(Image-backed grounding data)
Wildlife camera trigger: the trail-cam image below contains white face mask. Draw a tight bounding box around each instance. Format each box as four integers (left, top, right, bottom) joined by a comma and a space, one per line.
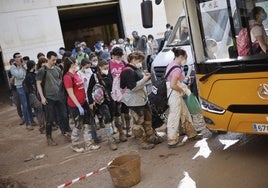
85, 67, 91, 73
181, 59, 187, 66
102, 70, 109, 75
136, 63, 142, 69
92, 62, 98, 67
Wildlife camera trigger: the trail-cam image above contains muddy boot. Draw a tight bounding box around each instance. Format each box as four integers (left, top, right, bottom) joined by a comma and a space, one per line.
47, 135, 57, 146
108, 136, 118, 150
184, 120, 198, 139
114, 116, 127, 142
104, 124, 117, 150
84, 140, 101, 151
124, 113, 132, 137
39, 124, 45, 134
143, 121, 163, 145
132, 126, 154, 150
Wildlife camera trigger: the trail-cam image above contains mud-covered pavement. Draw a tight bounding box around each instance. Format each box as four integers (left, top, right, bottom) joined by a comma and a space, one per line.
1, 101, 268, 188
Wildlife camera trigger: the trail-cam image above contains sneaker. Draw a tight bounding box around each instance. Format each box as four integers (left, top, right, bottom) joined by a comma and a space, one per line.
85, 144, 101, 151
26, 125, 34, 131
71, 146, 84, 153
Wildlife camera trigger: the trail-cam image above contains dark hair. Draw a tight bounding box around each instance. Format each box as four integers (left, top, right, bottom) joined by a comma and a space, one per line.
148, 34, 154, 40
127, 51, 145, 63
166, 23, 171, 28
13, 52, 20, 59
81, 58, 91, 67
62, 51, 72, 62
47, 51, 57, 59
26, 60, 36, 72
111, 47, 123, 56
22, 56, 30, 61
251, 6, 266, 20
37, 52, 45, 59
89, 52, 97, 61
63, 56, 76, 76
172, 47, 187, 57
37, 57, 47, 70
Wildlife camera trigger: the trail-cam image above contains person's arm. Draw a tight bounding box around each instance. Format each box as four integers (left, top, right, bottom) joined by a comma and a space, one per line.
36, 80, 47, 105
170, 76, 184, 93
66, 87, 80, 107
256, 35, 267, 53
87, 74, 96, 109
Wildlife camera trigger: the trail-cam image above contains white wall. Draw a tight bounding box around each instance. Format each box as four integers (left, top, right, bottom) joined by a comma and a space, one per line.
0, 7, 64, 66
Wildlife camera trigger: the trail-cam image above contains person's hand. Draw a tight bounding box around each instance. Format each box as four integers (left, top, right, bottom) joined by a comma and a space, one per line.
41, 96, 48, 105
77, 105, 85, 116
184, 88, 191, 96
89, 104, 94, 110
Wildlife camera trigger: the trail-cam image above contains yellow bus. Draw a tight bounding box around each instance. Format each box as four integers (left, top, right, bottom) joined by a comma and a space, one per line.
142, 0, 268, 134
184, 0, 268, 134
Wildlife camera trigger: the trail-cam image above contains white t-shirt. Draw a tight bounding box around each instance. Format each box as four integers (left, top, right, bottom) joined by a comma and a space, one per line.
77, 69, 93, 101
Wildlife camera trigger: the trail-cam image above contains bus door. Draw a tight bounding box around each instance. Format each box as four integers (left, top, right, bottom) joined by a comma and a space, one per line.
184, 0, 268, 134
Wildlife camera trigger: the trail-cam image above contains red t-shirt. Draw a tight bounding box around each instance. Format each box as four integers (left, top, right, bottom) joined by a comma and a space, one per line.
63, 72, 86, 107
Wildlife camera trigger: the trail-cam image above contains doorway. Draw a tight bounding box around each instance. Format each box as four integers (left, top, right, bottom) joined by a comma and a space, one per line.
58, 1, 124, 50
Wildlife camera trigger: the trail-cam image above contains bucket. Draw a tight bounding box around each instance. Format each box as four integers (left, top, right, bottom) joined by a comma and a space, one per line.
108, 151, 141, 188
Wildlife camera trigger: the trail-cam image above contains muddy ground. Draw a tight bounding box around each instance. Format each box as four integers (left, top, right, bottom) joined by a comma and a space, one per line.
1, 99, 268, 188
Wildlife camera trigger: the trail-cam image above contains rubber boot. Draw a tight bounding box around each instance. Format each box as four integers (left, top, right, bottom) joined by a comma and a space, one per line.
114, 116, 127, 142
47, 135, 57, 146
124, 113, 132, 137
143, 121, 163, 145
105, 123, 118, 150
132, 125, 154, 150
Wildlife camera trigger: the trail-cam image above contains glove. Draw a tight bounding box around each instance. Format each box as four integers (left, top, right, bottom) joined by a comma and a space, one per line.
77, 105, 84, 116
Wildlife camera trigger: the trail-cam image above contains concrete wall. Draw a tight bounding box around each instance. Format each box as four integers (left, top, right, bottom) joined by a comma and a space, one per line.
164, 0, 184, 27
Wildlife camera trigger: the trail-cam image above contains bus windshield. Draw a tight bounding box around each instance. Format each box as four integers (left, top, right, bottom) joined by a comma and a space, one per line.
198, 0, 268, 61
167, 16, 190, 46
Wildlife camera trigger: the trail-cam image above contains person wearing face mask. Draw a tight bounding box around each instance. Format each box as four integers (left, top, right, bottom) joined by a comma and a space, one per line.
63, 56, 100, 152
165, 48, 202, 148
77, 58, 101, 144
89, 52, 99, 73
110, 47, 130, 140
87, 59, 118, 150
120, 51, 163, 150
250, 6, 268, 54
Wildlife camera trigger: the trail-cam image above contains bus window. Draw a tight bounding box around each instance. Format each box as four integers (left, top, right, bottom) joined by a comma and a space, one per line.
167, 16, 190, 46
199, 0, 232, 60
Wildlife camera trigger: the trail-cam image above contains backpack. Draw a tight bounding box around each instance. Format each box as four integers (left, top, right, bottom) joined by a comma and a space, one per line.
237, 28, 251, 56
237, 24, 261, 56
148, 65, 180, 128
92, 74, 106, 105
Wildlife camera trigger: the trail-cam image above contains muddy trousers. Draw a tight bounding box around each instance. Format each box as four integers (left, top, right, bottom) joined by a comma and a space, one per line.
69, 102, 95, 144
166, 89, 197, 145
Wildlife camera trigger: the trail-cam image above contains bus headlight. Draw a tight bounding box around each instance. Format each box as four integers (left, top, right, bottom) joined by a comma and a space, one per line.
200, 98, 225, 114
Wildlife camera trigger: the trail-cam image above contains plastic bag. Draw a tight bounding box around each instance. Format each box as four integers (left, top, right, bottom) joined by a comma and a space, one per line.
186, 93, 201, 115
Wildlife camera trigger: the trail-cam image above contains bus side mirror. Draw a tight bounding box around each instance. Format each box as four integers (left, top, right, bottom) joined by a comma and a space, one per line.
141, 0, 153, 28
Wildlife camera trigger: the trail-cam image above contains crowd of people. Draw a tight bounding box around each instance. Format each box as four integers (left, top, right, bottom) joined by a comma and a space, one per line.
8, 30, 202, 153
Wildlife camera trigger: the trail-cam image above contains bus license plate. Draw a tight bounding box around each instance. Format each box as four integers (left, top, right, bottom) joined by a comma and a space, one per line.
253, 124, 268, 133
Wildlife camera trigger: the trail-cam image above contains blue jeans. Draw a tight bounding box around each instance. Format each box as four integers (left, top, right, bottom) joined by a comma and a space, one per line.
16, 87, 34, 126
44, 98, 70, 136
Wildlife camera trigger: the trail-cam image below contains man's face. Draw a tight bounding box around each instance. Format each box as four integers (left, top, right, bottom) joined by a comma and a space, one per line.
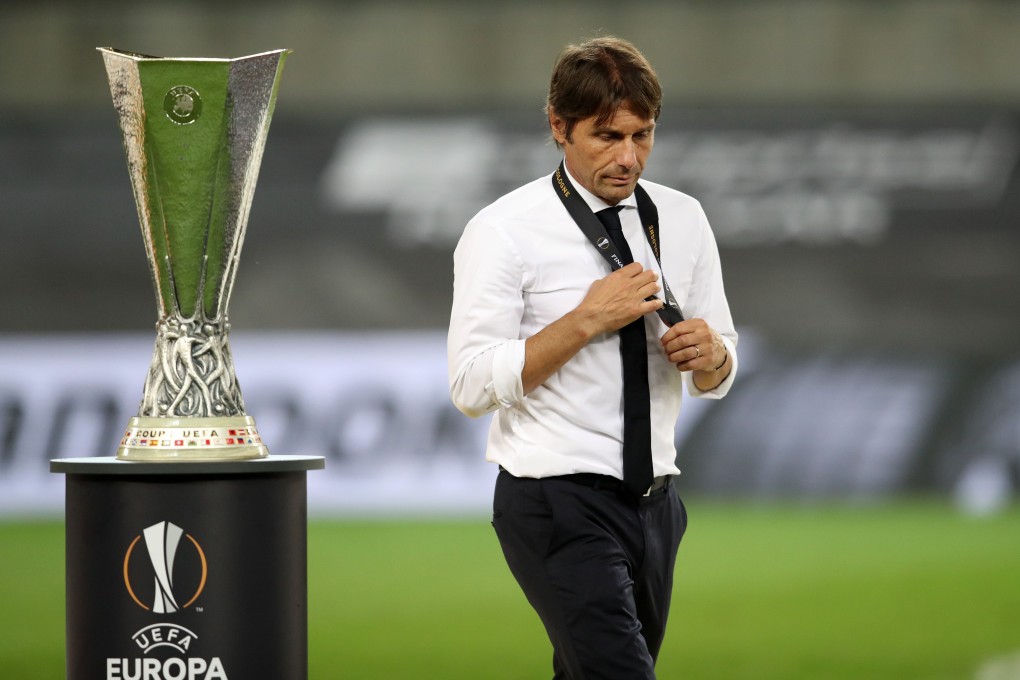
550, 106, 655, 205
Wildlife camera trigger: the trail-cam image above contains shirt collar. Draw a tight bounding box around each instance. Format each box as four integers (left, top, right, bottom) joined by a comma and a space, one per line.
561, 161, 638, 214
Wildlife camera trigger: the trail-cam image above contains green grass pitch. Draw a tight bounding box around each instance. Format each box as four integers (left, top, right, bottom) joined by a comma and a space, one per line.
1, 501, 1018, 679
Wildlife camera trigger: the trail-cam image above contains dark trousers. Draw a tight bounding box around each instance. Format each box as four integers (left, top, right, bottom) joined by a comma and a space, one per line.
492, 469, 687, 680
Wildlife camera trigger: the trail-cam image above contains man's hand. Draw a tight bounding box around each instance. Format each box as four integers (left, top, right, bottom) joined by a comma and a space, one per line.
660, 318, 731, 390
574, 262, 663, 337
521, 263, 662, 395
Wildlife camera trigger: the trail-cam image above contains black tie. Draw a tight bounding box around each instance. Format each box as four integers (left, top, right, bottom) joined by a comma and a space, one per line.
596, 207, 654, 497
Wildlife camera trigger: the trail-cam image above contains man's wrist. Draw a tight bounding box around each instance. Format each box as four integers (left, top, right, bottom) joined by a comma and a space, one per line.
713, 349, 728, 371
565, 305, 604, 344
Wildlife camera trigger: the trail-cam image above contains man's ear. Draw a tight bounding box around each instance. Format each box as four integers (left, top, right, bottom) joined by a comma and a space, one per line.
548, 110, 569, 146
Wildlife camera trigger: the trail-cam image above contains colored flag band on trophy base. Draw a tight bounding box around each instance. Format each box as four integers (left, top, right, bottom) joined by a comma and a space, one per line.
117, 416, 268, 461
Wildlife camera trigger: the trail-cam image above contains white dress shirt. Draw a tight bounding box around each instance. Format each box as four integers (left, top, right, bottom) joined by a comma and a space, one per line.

To do: Give back, unchanged, the line containing "contains man's hand." and each line that comes after it in the entries above, ending with the last.

Your response:
Wildlife camera trigger: the trail-cam image above contains man's hand. Draw a tight bounding box around each instance. Format each box as four integers (left, top, right, bottom) joined by a comma and a space, one per line.
660, 318, 731, 390
574, 262, 663, 337
521, 263, 662, 395
Wildlife camera trigger: the trail-cam image above contains black tie. Draw a tight bounding box around each instance. Format each box as four integers (left, top, right, bottom) joined by a comma and a space, one per line.
596, 207, 654, 497
Wildlife camera trigger: the trail-cam image above contains man's wrist. Draw a tight bounding box around each instance. Format each box as four integers (left, top, right, bottom) joined by a comma and a space, one per line.
713, 349, 728, 371
565, 305, 604, 344
Wildlife camera trigger: the trail-cam image above contains man's ear. Draw a tight bounding box around each instance. Format each box as four integers (left, top, right, bottom) joined by a comma and a space, one per line.
548, 110, 569, 146
Wildlife camera trigger: the trail-cam image above contains colored flag band on trophy base. Draw a tight bounding box around each instance. Format each box as four integers (left, top, right, bottom) joined by a comma and a space, one per line.
117, 416, 268, 461
Wildlife camera trigger: the trail-cam image above contains white dress shirt. Draw a tight bounding box around each instance. Format each box as four integers (left, top, right, bottom) joined by a comma and a space, one per line.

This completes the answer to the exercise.